» WHAT YOU WILL DO
Starting from the line that contains "Would you mind marking the grey hair", give back every line through the end of the listing exactly as written and no other line.

» SUPPLIED RECORDS
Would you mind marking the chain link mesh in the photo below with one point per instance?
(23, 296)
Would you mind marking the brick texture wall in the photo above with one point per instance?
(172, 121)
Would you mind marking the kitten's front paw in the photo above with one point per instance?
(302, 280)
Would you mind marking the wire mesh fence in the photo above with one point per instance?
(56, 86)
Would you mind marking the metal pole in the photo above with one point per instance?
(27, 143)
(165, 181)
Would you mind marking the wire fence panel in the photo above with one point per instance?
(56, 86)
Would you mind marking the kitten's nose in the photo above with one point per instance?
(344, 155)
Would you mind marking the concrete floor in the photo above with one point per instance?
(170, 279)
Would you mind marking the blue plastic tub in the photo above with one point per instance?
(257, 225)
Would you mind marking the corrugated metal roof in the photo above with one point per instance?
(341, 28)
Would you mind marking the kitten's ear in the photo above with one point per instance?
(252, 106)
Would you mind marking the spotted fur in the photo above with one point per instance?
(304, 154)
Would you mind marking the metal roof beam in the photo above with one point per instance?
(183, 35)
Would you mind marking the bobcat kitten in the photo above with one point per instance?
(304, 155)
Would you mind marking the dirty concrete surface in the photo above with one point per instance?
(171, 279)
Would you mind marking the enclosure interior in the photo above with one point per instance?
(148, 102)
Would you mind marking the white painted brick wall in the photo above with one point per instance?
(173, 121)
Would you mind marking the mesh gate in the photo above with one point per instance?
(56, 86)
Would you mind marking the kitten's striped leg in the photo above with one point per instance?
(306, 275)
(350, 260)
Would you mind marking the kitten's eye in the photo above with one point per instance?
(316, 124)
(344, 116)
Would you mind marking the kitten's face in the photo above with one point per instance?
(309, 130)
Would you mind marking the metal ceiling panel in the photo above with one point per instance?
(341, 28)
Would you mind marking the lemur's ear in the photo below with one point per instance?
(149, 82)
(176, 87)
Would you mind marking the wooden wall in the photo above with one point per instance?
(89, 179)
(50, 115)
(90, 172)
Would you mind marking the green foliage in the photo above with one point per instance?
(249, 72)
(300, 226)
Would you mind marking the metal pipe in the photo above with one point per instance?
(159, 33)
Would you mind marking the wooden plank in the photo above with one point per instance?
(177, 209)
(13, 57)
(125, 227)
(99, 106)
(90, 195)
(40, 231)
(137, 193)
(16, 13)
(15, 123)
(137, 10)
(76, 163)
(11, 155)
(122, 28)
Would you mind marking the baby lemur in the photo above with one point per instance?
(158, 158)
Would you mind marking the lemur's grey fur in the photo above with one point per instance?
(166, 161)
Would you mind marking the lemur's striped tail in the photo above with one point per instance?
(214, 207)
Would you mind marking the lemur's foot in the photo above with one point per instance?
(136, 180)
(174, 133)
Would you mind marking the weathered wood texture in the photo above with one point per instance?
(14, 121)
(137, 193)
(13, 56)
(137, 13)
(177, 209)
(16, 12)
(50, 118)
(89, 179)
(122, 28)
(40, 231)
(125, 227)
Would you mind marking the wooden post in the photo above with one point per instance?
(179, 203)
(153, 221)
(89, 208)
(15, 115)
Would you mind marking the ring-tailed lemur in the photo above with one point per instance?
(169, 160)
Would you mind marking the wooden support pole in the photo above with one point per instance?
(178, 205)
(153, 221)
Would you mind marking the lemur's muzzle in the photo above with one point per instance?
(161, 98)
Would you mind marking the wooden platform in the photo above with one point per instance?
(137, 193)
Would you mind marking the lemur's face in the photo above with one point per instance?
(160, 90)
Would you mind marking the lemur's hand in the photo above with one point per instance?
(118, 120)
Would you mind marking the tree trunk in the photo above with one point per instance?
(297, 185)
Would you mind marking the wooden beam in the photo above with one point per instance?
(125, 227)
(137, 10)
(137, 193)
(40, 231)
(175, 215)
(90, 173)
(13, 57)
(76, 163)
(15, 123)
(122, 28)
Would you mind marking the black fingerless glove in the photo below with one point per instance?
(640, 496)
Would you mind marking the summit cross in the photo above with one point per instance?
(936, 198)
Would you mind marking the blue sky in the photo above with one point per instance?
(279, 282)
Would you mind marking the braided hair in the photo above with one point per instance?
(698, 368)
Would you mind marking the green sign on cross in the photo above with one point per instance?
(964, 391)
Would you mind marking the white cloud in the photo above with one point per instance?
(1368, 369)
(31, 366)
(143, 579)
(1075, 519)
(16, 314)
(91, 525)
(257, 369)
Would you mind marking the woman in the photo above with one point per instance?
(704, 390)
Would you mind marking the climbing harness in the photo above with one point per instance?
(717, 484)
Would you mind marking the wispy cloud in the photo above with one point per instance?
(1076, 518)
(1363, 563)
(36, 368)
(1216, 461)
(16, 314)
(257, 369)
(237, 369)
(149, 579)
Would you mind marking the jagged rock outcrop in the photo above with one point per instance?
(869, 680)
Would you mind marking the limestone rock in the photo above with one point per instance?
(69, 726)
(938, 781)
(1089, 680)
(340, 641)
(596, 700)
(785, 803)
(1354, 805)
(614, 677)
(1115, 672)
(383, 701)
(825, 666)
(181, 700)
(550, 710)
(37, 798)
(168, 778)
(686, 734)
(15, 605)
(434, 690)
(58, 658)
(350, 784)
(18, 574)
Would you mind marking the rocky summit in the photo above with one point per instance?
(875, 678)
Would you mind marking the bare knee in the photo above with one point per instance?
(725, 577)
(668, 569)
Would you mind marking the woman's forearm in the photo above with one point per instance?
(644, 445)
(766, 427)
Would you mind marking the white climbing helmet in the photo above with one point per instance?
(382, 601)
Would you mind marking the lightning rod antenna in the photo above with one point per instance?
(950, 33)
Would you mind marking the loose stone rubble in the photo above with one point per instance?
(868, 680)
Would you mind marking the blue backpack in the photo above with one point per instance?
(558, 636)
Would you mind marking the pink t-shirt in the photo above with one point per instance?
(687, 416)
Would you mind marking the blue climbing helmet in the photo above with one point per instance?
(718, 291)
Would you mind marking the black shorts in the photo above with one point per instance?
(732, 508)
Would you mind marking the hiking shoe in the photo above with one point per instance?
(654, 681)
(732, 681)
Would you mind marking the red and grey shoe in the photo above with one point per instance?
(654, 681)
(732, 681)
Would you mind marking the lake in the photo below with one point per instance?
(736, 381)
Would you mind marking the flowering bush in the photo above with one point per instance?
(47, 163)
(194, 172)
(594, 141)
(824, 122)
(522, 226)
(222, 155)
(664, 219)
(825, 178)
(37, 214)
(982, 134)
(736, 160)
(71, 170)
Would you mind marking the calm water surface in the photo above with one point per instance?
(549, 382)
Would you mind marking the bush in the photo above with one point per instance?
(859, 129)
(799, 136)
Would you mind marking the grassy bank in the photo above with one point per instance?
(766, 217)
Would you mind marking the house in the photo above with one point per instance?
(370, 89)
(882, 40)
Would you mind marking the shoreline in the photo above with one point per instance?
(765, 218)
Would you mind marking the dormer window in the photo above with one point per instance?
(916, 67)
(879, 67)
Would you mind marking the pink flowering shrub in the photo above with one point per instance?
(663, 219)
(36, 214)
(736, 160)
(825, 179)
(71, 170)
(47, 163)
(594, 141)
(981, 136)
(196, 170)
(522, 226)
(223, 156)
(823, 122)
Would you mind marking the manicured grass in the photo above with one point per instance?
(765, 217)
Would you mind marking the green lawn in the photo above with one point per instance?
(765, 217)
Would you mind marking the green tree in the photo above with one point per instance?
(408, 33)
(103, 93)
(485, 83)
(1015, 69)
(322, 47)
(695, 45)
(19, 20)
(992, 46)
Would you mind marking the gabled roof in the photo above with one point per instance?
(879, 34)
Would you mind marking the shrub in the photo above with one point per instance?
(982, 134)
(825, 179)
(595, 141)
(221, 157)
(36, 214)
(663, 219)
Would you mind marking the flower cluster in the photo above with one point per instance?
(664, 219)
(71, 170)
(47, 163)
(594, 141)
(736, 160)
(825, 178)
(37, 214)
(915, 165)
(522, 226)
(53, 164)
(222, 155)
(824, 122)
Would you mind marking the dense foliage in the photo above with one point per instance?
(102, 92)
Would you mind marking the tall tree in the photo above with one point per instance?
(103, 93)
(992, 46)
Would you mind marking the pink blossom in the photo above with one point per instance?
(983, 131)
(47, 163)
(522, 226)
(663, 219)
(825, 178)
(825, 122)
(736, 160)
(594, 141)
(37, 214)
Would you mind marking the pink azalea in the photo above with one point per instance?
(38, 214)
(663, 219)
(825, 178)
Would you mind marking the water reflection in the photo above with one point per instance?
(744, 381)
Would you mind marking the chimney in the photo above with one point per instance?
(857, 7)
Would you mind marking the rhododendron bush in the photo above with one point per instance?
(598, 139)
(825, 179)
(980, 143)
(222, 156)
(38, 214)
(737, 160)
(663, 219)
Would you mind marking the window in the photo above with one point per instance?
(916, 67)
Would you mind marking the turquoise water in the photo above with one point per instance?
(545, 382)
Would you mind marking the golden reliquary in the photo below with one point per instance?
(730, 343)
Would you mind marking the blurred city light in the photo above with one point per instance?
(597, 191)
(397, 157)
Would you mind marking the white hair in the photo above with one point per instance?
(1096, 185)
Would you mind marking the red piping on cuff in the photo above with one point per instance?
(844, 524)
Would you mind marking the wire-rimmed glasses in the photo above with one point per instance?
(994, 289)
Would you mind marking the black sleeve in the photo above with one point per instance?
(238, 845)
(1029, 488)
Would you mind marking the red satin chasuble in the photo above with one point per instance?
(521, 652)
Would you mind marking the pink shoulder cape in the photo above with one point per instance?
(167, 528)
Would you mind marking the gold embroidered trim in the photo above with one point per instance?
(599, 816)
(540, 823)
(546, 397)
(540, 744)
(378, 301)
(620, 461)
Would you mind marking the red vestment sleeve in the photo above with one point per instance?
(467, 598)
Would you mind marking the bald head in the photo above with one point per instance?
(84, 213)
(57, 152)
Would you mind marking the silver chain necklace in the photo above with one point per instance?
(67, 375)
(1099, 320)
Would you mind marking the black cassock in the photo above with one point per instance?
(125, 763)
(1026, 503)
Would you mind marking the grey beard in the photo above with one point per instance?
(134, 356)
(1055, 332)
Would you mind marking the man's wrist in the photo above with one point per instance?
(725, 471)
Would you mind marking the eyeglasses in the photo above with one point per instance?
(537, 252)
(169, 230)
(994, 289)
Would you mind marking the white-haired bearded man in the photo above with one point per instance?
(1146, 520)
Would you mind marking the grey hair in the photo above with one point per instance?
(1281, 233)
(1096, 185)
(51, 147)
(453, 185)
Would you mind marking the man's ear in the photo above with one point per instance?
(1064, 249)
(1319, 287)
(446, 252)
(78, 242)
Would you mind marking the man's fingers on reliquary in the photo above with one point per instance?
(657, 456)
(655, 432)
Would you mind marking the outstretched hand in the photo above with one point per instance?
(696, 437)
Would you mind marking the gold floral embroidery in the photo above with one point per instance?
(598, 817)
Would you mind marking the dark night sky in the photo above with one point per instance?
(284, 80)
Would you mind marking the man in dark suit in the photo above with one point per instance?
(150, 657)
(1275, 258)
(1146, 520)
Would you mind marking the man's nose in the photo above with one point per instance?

» SOLUTION
Would you mind marking the grey hair in the photo above with one point per instance?
(1281, 233)
(1096, 185)
(51, 147)
(453, 185)
Would you mind marking the man's ear in the photo above with one point per instance?
(1064, 249)
(1319, 287)
(446, 252)
(78, 242)
Would you mind marking the man's fingers on reliquary in the photo above with one point per instance?
(657, 456)
(655, 432)
Would you mind marking the outstretched hand in the photo above with one point per instance?
(696, 437)
Would you mind marking the gold floral embroidery in the photo above with one point per instance?
(598, 817)
Would you mind marking the dark night sky in the photo above with one point per instance?
(284, 80)
Would you mind marking the man in dark suit in the photo above with one point per instance?
(150, 657)
(1275, 258)
(1146, 520)
Would you mind marking the man's nose in the photo above with one point per instance?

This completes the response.